Extract, word for word, the passage of the column on Notre Dame's coaching job starting with "What a shame" and going on through "And he hasn't.".
------ SOURCE PASSAGE
STANFORD, Calif. -- When last we heard from Bob Stoops about coaching at Notre Dame, he was tongue-lashing the media on the subject -- though not exactly issuing a denial worthy of a tongue-lashing. "There's not even a job [open] at Notre Dame. That's ridiculous,'' he barked. "Some guy makes stuff up.'' Uh, hear any sort of refutation in there?Me, neither.
Well, the job most likely is open effective immediately, with the glare of the Golden Dome beaming directly upon the Oklahoma coach. And let me say here amid the evergreens of Stanford Stadium, where the football program has succeeded at a finer institution of higher learning while the Fighting Irish have not, that Stoops would be thebest candidate to replace Charlie Weis. He has a marquee name. He has a national-title pedigree. He has years of experience in big games. And he's Irish, Catholic and a Midwest native, all things paramount to any Notre Dame coaching candidacy, though sometimes I wonder why heritage, religion and geographical background really matter at the most national of football programs.
They need each other, don't you think? Stoops needs Notre Dame, having topped out at Oklahoma, feeling unappreciated after one sub-par year and several high-profile postseason losses and probably requiring a change of scenery as he nears 50. And Notre Dame needs the cachet of Stoops, who will recruit well AND coach well AND provide the boosters and alumni and mother TV network NBC with a proud, respected presence, unlike the coach about to relieved of his duties.
Outlined against a pitch-dark sky, no blue or gray in sight, Weis rode into oblivion Saturday night. Naturally, in what was believed to be his final game at ND, the Irish played as well as they have offensively in a three-year period in which Weis has lost 21 games. Showcasing Jimmy Clausen, the black-eyed quarterback whom he has polished into a high first-round NFL pick, and the dazzling explosiveness of receivers Golden Tate and Michael Floyd, the Irish so confused the Stanford defense that we wondered if some of the funky band members -- including the guy who had a marijuana leaf logo and a "This bud's for you'' slogan on his tuba -- were more coherent.
What a shame that Weis saved his most dazzling stuff for last. But in the end, as is his trademark, he lost in the final minutes to the Cardinal. I'll confess that Notre Dame is fun drama that spills into the final minutes every week, but Weis wasn't hired to be Charlie The Entertainer. He was hired to win. And he hasn't.
Showing no emotion, he trudged off the field after the 45-38 loss, fought through the student bedlam to find winning coach Jim Harbaugh -- a young buck who would be perfect at ND if he wasn't so damned high-strung -- and disappeared into a tunnel that will lead to his imminent dismissal after another failed era. "You [bleep], Charlie!'' a Stanford fan yelled as he moved slowly up an incline. The night was a microcosm of what's so maddening about Weis. His offense was a revelation, but inevitably, Stanford rallied in the second half behind the running (and throwing) of rambling Toby Gerhart -- Heisman votes, anyone? -- to win the game and surely seal Weis' fate.
Weis refused to meet with the media afterward, doing only one interview with the Notre Dame radio network. "He declined. No reason given,'' a school spokesman said. Like LeBron James blowing off handshakes and a press conference after his team was eliminated from the playoffs, this was not good form for a man who should speak to Notre Dame fans until the very end.
------------
------ SUPPLIED ENTRIES
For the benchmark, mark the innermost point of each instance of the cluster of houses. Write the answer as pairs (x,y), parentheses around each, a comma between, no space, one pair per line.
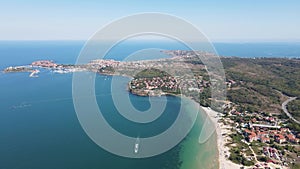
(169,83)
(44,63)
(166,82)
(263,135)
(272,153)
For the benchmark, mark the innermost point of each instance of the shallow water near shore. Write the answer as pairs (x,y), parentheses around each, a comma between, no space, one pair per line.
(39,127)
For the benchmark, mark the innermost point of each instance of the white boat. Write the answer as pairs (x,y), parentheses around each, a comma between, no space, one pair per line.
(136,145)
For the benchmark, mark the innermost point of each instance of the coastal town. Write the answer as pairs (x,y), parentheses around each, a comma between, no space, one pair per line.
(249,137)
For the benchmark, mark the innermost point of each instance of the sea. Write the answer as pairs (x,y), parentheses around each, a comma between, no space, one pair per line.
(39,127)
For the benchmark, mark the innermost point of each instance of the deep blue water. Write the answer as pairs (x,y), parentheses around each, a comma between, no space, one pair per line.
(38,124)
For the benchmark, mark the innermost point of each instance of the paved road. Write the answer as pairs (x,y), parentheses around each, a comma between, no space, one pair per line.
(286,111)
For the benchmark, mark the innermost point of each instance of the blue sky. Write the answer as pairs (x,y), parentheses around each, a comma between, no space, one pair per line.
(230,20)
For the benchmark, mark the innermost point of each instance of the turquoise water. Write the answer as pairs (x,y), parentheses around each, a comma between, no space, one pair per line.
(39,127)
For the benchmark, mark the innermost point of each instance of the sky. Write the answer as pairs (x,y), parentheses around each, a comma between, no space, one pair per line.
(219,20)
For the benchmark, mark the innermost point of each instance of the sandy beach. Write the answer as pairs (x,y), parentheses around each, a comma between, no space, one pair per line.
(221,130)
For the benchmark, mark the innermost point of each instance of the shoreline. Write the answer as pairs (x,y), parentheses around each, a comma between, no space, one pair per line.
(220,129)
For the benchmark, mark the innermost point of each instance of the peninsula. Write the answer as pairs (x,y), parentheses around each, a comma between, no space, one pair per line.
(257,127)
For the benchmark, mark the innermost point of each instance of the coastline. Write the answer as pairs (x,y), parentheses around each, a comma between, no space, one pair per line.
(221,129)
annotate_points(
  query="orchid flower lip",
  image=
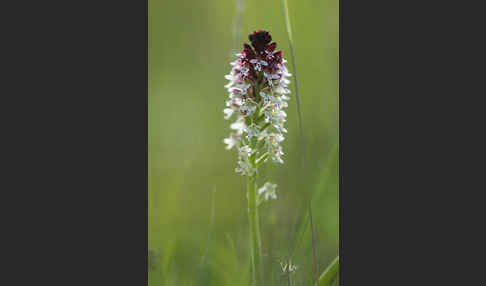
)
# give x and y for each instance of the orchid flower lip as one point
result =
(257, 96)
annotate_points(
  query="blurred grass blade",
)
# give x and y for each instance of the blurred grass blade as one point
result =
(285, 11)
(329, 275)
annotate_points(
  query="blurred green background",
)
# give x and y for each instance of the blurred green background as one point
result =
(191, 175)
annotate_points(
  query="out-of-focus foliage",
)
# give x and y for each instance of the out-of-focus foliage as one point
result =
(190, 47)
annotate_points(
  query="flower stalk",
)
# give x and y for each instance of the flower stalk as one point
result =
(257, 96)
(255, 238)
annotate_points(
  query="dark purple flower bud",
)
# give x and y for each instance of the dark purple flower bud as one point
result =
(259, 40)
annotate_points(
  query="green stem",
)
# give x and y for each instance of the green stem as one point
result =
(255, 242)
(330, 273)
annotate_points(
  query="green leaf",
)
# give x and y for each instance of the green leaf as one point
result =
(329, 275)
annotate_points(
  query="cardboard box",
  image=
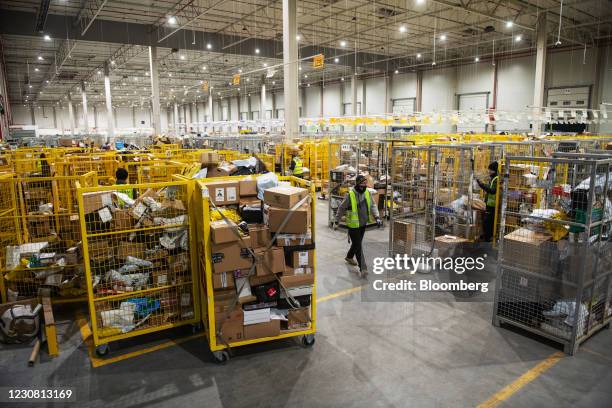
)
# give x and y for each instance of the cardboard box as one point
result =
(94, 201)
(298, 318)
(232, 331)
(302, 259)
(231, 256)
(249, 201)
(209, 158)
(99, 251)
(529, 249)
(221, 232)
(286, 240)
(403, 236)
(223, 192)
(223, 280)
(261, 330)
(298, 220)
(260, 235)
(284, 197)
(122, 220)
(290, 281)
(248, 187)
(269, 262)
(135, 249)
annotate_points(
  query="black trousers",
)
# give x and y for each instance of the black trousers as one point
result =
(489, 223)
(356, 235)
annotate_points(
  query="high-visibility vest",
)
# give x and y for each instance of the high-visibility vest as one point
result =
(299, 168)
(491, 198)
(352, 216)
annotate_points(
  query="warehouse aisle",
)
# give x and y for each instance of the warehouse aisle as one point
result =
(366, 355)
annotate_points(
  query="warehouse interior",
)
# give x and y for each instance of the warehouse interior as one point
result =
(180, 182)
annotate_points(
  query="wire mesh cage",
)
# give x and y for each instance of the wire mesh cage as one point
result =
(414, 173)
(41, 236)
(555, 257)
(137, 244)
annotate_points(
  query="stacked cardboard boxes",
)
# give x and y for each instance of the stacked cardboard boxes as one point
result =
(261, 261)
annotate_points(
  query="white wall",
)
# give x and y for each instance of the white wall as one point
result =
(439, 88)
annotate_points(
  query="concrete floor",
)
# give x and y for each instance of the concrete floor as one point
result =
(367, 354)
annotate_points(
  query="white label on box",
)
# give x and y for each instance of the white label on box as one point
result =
------------
→ SOLUTION TO THIS EXERCISE:
What a shame that Weis saved his most dazzling stuff for last. But in the end, as is his trademark, he lost in the final minutes to the Cardinal. I'll confess that Notre Dame is fun drama that spills into the final minutes every week, but Weis wasn't hired to be Charlie The Entertainer. He was hired to win. And he hasn't.